Problem description
Extract every line of the records below and reproduce each one character for character, without changes.

● ● ● ● ● ● ●

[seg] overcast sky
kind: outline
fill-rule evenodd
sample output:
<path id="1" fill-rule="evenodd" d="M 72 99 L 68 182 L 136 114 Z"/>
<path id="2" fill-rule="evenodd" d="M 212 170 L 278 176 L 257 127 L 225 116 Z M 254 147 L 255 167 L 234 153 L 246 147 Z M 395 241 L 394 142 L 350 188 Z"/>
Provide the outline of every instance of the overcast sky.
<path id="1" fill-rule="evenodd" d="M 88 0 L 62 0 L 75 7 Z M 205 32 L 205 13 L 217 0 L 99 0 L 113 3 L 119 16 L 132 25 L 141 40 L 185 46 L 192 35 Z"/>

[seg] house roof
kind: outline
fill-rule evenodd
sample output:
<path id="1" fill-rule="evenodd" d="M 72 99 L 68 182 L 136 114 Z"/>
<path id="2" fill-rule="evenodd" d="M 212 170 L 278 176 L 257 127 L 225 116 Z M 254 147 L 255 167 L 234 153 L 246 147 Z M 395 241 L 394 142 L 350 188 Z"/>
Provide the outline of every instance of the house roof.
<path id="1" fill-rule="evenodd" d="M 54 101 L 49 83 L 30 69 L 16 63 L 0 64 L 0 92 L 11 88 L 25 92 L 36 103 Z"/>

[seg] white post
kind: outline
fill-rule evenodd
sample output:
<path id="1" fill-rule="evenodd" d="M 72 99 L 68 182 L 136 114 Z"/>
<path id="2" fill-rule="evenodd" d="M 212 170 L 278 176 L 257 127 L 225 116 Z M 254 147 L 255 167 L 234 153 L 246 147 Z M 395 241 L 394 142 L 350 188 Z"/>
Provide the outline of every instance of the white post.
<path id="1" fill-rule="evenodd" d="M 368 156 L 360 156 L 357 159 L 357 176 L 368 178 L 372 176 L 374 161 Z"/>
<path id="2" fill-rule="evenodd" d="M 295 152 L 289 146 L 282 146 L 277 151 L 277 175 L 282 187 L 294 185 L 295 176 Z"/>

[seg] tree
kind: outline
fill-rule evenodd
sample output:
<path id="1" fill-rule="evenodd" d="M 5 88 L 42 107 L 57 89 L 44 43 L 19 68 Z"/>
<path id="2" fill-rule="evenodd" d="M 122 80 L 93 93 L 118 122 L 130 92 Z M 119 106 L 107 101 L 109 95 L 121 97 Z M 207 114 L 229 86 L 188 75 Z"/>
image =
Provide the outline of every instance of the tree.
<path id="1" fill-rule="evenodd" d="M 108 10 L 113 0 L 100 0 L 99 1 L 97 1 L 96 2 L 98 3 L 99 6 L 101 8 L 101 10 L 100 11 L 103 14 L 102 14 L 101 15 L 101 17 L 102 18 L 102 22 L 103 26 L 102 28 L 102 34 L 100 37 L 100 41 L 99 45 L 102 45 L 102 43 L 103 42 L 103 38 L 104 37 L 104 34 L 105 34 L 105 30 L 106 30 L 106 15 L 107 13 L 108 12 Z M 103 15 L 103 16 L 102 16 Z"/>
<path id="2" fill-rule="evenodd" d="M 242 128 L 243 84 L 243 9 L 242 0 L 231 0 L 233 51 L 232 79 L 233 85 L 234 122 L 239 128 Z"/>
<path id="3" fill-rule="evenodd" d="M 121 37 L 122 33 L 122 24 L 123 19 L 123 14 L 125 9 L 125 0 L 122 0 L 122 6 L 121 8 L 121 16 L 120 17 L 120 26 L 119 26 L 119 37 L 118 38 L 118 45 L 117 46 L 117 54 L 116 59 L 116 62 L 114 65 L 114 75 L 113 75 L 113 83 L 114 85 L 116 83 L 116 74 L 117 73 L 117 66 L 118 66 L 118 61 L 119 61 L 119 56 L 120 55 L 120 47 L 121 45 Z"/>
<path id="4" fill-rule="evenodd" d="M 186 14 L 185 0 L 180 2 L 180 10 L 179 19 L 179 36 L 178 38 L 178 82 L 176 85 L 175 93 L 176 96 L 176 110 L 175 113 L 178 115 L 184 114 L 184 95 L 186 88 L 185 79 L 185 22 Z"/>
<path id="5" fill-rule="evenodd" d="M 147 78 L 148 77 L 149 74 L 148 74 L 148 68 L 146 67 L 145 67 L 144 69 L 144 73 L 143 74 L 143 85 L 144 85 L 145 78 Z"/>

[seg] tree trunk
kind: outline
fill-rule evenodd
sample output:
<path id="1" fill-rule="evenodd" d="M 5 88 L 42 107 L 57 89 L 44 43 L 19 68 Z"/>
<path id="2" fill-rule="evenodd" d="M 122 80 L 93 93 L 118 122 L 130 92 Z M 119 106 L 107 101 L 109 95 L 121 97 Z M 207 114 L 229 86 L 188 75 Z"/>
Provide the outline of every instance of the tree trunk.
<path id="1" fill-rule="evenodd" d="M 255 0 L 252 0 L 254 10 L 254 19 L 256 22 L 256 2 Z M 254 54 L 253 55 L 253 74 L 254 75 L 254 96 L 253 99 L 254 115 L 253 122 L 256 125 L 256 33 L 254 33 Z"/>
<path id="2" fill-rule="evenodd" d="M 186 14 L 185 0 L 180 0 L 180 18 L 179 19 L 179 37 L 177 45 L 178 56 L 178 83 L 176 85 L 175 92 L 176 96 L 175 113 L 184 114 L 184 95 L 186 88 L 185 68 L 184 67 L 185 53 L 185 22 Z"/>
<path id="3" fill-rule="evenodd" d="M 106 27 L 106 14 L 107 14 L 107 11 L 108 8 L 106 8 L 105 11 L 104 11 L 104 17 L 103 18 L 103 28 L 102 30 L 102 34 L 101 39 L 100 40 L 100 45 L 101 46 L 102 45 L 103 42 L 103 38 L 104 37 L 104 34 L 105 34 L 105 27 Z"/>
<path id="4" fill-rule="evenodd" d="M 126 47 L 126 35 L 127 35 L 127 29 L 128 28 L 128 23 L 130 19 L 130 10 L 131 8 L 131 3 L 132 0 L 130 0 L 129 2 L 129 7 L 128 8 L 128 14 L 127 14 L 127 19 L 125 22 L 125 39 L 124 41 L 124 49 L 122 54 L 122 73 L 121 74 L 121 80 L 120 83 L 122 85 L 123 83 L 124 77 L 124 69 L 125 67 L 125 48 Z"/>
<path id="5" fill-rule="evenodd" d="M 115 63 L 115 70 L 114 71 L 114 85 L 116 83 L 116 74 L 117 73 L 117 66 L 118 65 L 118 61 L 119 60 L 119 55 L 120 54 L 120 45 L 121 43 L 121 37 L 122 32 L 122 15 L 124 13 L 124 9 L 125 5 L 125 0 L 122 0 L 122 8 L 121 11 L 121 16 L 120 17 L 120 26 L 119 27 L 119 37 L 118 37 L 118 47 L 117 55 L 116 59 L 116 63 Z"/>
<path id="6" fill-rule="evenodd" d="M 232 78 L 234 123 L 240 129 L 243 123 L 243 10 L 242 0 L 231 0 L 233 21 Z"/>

● ● ● ● ● ● ●

Solution to this problem
[seg] overcast sky
kind: outline
fill-rule evenodd
sample output:
<path id="1" fill-rule="evenodd" d="M 72 99 L 68 182 L 136 114 Z"/>
<path id="2" fill-rule="evenodd" d="M 212 170 L 278 176 L 257 127 L 225 116 Z M 254 147 L 255 167 L 234 153 L 246 147 Z M 395 241 L 394 142 L 350 188 Z"/>
Provide the outline of every instance of the overcast sky.
<path id="1" fill-rule="evenodd" d="M 88 0 L 62 0 L 75 7 Z M 205 32 L 205 13 L 217 0 L 99 0 L 113 3 L 119 16 L 132 25 L 141 40 L 185 46 L 192 35 Z"/>

[seg] house roof
kind: outline
fill-rule evenodd
sample output:
<path id="1" fill-rule="evenodd" d="M 72 99 L 68 182 L 136 114 Z"/>
<path id="2" fill-rule="evenodd" d="M 212 170 L 278 176 L 257 127 L 225 116 Z M 254 147 L 255 167 L 234 153 L 246 147 Z M 395 241 L 394 142 L 350 188 Z"/>
Provide the outline of every instance of the house roof.
<path id="1" fill-rule="evenodd" d="M 54 101 L 49 83 L 30 69 L 16 63 L 0 64 L 0 92 L 11 88 L 25 92 L 36 103 Z"/>

[seg] white post
kind: outline
fill-rule evenodd
sample output:
<path id="1" fill-rule="evenodd" d="M 72 99 L 68 182 L 136 114 Z"/>
<path id="2" fill-rule="evenodd" d="M 212 170 L 278 176 L 257 127 L 225 116 Z M 254 147 L 255 167 L 234 153 L 246 147 Z M 395 241 L 394 142 L 350 188 Z"/>
Provide the outline of every instance of the white post.
<path id="1" fill-rule="evenodd" d="M 368 156 L 360 156 L 357 159 L 357 176 L 368 178 L 372 176 L 374 161 Z"/>
<path id="2" fill-rule="evenodd" d="M 295 152 L 289 146 L 282 146 L 277 151 L 277 175 L 282 187 L 294 185 L 295 176 Z"/>

[seg] tree
kind: outline
fill-rule evenodd
sample output:
<path id="1" fill-rule="evenodd" d="M 5 88 L 42 107 L 57 89 L 44 43 L 19 68 Z"/>
<path id="2" fill-rule="evenodd" d="M 122 80 L 93 93 L 118 122 L 130 92 Z M 119 106 L 107 101 L 109 95 L 121 97 Z M 207 114 L 229 86 L 188 75 Z"/>
image =
Provide the outline of every instance of the tree.
<path id="1" fill-rule="evenodd" d="M 108 10 L 113 0 L 100 0 L 99 1 L 97 1 L 96 2 L 98 3 L 99 6 L 101 8 L 101 10 L 100 11 L 103 14 L 102 14 L 101 15 L 101 17 L 102 18 L 102 22 L 103 26 L 102 28 L 102 34 L 100 37 L 100 41 L 99 45 L 102 45 L 102 43 L 103 42 L 103 38 L 104 37 L 104 34 L 105 34 L 105 30 L 106 30 L 106 15 L 107 13 L 108 12 Z M 103 15 L 103 16 L 102 16 Z"/>
<path id="2" fill-rule="evenodd" d="M 242 128 L 243 84 L 243 9 L 242 0 L 231 0 L 233 51 L 232 79 L 233 85 L 234 122 L 239 128 Z"/>
<path id="3" fill-rule="evenodd" d="M 121 37 L 122 33 L 122 24 L 123 19 L 123 14 L 125 9 L 125 0 L 122 0 L 122 6 L 121 8 L 121 16 L 120 17 L 120 26 L 119 26 L 119 37 L 118 38 L 118 45 L 117 46 L 117 54 L 116 59 L 116 62 L 114 65 L 114 75 L 113 75 L 113 83 L 114 85 L 116 83 L 116 74 L 117 73 L 117 66 L 118 66 L 118 61 L 119 61 L 119 56 L 120 55 L 120 47 L 121 45 Z"/>
<path id="4" fill-rule="evenodd" d="M 186 14 L 185 0 L 180 2 L 180 10 L 179 19 L 179 36 L 178 38 L 178 82 L 176 85 L 175 93 L 176 96 L 176 110 L 175 113 L 178 115 L 184 114 L 184 95 L 186 88 L 185 79 L 185 22 Z"/>
<path id="5" fill-rule="evenodd" d="M 147 78 L 148 77 L 149 74 L 148 74 L 148 68 L 146 67 L 145 67 L 144 69 L 144 73 L 143 74 L 143 85 L 144 85 L 145 78 Z"/>

[seg] tree trunk
kind: outline
fill-rule evenodd
sample output:
<path id="1" fill-rule="evenodd" d="M 5 88 L 42 107 L 57 89 L 44 43 L 19 68 Z"/>
<path id="2" fill-rule="evenodd" d="M 122 80 L 93 93 L 118 122 L 130 92 Z M 119 106 L 107 101 L 109 95 L 121 97 Z M 207 114 L 229 86 L 188 75 Z"/>
Provide the outline of every instance of the tree trunk.
<path id="1" fill-rule="evenodd" d="M 255 0 L 252 0 L 254 10 L 254 19 L 256 22 L 256 2 Z M 254 54 L 253 55 L 253 74 L 254 75 L 254 96 L 253 99 L 254 115 L 253 122 L 256 125 L 256 33 L 254 33 Z"/>
<path id="2" fill-rule="evenodd" d="M 186 14 L 185 0 L 180 0 L 180 18 L 179 19 L 179 37 L 177 45 L 178 56 L 178 83 L 176 85 L 175 92 L 176 96 L 175 113 L 184 114 L 184 95 L 186 88 L 185 68 L 184 67 L 185 53 L 185 22 Z"/>
<path id="3" fill-rule="evenodd" d="M 106 27 L 106 14 L 107 14 L 107 11 L 108 8 L 106 8 L 105 11 L 104 11 L 104 17 L 103 18 L 103 28 L 102 30 L 102 34 L 101 39 L 100 40 L 100 45 L 101 46 L 102 45 L 103 42 L 103 38 L 104 37 L 104 34 L 105 34 L 105 27 Z"/>
<path id="4" fill-rule="evenodd" d="M 126 47 L 126 35 L 127 35 L 127 29 L 128 28 L 128 23 L 130 19 L 130 10 L 131 8 L 131 3 L 132 0 L 130 0 L 129 2 L 129 7 L 128 8 L 128 14 L 127 14 L 127 19 L 125 22 L 125 39 L 124 41 L 124 49 L 122 54 L 122 73 L 121 74 L 121 80 L 120 83 L 122 85 L 123 83 L 124 77 L 124 69 L 125 67 L 125 48 Z"/>
<path id="5" fill-rule="evenodd" d="M 115 63 L 115 70 L 114 71 L 114 85 L 116 83 L 116 74 L 117 73 L 117 66 L 118 65 L 118 61 L 119 60 L 119 55 L 120 54 L 120 45 L 121 43 L 121 37 L 122 32 L 122 15 L 124 13 L 124 9 L 125 5 L 125 0 L 122 0 L 122 8 L 121 11 L 121 16 L 120 17 L 120 26 L 119 27 L 119 37 L 118 37 L 118 47 L 117 55 L 116 59 L 116 63 Z"/>
<path id="6" fill-rule="evenodd" d="M 232 78 L 234 123 L 240 129 L 243 123 L 243 10 L 242 0 L 231 0 L 233 21 Z"/>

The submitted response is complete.